First Amendment Coalition legal director David Loy told The Washington Post that the court's decision "punishes a very common and ordinary form of political expression that people engage in every day."

"I was shocked that [California] law prohibits a common and widespread means of political, social, and personal expression," Loy said in a February interview on his group's website. "The government should not be stifling a critical form of expression, especially when public-health restrictions can curtail other means of assembly and protest, as we've sometimes seen during the COVID-19 pandemic. The statute at issue, Cal. Vehicle Code § 27001, allows horn use to give a warning but prohibits it to communicate any other message. As applied to expressive horn use, that is the essence of unconstitutional content-based discrimination."

California isn't alone in restricting expressive honking. Court rulings on these laws have been mixed, as Belmont law professor David L. Hudson, Jr. points out.

In a 1998 case, the Montana Supreme Court said protest-oriented honking "did not constitute a protest to government of government acts which would be entitled to protection under the First Amendment." A federal court in New York has also rejected the idea that horn honking is protected expressive conduct.

"However, at least one lower court has recognized a free expression challenge to a horn-honking law, albeit on state constitutional law grounds," Hudson notes. "The Oregon Court of Appeals, in City of Eugene v. Powlowski (Ore. App. 1992), ruled that a city law prohibiting horn honking for purposes other than a reasonable warning to another vehicle violated the free expression guarantee of Article 1, section 8 of the state constitution."

* Information supplied
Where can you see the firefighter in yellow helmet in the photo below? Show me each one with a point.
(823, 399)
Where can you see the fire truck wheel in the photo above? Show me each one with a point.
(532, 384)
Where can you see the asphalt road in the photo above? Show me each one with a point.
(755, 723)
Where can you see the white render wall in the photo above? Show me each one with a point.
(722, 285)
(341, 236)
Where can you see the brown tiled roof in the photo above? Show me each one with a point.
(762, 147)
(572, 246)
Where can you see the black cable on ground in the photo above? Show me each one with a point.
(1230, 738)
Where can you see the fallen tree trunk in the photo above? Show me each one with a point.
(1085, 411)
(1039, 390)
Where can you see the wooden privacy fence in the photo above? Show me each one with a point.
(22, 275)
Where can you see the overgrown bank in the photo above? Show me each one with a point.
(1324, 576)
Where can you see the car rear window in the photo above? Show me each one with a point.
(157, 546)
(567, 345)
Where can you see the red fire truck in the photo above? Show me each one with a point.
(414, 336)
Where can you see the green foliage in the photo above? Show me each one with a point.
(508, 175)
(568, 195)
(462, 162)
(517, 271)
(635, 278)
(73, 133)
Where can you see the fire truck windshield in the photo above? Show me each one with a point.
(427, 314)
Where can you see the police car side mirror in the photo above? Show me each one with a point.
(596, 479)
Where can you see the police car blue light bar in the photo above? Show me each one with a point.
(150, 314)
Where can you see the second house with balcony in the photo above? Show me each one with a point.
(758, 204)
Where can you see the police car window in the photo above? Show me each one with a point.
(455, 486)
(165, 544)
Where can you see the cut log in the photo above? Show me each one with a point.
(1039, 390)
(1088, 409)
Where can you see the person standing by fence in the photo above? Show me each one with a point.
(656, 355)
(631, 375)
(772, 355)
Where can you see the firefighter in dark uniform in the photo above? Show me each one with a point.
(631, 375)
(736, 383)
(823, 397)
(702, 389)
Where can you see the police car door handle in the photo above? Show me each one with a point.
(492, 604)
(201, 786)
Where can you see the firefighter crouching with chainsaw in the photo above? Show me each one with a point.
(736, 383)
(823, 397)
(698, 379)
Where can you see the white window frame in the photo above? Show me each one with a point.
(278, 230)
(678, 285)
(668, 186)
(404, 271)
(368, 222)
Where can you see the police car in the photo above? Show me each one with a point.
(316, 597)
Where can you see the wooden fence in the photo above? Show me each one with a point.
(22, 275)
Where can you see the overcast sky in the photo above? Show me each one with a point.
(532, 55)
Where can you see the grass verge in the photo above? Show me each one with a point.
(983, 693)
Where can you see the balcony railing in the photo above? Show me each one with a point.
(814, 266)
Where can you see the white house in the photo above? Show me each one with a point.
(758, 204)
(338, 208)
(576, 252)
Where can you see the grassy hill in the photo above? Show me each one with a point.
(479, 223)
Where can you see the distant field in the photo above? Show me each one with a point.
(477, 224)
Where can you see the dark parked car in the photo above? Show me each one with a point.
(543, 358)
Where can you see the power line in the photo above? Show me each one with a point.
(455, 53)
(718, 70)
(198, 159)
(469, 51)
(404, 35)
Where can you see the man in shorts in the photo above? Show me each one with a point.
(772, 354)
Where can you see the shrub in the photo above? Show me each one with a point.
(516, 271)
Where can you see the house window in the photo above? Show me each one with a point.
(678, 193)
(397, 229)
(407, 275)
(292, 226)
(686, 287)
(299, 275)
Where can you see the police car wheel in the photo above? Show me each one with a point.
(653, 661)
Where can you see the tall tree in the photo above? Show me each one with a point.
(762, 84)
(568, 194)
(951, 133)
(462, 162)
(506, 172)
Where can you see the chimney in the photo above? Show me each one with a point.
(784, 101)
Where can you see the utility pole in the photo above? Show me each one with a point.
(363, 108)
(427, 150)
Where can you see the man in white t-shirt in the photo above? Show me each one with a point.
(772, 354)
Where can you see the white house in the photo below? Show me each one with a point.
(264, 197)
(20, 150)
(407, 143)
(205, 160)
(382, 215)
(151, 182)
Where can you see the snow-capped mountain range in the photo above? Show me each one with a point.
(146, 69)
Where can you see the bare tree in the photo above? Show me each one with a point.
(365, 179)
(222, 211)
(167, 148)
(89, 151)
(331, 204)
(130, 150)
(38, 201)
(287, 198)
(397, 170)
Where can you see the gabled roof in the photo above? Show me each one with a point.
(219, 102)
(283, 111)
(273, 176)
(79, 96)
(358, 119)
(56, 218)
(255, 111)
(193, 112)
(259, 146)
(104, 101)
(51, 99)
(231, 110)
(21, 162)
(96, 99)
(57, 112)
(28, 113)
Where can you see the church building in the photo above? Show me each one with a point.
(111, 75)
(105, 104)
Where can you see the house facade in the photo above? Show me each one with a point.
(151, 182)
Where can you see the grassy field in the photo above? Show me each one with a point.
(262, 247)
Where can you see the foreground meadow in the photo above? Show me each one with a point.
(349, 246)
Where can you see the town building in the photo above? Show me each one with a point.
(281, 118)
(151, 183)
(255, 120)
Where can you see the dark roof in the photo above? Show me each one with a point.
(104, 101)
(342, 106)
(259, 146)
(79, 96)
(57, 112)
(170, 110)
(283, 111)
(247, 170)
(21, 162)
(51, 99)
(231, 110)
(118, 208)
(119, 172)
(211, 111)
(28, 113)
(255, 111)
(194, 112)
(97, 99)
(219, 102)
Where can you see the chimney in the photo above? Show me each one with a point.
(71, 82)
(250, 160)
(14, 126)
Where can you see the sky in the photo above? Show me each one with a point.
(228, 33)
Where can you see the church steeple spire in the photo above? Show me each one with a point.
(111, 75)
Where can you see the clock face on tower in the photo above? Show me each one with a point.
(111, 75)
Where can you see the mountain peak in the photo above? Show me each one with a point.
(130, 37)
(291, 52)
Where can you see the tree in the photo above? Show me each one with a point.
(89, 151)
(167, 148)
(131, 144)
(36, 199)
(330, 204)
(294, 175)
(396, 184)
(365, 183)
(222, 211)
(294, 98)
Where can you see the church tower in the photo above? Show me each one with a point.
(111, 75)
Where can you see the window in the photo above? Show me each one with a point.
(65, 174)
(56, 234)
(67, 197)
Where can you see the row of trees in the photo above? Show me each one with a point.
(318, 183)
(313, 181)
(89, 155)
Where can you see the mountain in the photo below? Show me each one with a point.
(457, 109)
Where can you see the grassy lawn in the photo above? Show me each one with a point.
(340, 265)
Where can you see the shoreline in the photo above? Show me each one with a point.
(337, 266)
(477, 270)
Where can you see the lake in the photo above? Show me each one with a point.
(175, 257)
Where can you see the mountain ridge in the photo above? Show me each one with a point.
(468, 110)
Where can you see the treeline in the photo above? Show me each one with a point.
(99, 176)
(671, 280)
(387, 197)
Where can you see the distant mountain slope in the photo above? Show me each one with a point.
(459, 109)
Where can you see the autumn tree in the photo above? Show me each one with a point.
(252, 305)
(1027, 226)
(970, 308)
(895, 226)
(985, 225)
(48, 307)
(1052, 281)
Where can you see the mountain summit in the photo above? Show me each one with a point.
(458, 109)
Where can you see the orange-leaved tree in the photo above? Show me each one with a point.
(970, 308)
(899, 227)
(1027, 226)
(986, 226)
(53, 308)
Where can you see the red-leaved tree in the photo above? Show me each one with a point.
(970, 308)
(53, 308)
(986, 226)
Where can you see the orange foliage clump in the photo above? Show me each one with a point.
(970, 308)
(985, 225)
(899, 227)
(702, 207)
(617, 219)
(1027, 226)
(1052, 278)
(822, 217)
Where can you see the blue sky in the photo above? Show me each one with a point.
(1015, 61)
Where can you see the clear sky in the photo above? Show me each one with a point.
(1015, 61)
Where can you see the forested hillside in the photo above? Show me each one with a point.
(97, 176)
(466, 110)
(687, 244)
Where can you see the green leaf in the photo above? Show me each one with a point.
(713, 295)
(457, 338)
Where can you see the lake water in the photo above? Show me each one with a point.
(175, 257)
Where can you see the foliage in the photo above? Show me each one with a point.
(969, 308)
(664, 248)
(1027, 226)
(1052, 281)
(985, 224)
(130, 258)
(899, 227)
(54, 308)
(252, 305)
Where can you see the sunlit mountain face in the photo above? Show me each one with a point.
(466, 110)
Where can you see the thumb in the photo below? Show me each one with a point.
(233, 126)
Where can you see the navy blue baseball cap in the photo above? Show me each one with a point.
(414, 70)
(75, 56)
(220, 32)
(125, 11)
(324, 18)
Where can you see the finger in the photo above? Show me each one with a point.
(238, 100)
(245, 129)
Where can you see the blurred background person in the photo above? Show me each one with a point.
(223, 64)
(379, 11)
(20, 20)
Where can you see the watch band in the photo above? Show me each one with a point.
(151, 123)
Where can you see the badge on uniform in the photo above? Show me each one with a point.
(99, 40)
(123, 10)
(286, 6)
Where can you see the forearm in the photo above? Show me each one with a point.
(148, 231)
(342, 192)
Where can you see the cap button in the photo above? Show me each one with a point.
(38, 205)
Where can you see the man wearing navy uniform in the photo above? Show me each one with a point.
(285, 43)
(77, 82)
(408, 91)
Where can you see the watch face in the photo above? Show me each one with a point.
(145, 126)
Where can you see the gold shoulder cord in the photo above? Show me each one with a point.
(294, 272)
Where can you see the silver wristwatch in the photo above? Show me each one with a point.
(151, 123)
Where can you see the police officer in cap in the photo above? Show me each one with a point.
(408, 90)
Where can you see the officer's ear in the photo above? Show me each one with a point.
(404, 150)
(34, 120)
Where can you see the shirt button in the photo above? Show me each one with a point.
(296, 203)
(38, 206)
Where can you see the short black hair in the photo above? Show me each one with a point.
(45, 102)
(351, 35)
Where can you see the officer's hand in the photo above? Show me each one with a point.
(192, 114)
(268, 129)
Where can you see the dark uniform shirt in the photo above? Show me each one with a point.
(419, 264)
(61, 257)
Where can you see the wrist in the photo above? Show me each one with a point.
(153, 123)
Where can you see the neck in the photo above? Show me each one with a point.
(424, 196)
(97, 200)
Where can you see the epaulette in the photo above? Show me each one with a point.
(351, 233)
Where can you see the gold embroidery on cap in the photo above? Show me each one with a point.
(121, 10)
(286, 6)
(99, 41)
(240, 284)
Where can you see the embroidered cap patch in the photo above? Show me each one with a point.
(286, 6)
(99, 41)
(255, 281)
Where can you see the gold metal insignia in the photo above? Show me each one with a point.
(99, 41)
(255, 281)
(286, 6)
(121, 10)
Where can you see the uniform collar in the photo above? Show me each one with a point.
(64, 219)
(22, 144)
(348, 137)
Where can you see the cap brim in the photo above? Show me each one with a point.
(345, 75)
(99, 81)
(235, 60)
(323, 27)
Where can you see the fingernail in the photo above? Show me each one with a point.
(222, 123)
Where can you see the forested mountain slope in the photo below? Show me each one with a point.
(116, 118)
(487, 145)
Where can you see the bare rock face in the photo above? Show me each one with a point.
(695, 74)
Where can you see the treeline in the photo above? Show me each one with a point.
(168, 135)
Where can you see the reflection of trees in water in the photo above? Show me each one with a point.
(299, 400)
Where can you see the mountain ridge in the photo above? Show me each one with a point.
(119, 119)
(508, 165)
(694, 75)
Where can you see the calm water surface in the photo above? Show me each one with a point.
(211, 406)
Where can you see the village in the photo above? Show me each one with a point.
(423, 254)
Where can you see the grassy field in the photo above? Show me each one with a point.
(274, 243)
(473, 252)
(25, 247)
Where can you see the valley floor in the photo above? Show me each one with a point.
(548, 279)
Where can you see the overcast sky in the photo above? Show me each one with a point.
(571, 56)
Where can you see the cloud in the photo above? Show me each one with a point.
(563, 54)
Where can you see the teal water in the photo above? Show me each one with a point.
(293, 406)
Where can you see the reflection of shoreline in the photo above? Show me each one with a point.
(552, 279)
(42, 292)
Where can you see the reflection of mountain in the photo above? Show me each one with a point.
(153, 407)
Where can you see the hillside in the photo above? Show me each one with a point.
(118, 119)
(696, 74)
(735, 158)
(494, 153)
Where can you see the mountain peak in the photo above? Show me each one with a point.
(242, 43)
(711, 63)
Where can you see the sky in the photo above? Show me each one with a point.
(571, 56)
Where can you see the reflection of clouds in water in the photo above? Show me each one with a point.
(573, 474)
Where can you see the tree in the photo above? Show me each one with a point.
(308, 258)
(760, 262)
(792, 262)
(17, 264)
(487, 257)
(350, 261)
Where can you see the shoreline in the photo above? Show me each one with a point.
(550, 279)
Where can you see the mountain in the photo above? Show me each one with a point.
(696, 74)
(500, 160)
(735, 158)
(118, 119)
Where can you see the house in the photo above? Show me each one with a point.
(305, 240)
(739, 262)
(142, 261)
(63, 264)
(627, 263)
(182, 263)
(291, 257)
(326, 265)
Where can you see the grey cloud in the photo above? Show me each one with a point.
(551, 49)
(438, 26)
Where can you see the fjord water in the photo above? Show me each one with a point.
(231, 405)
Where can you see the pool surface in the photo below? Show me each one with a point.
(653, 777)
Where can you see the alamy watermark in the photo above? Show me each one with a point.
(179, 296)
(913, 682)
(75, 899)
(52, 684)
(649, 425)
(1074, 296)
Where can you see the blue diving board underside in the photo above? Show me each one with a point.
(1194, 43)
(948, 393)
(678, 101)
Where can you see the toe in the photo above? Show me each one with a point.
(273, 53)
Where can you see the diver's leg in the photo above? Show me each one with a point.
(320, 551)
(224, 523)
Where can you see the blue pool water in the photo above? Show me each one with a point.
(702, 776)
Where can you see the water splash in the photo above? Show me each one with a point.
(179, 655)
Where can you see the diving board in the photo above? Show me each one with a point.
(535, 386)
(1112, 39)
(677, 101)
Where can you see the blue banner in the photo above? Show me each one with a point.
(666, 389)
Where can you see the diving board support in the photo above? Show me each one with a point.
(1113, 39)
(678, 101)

* Task to carry out
Copy the part of the horn-honking text that opens with "California isn't alone" and closes with "Jr. points out.", substituting "divided" for "mixed".

* Your solution
California isn't alone in restricting expressive honking. Court rulings on these laws have been divided, as Belmont law professor David L. Hudson, Jr. points out.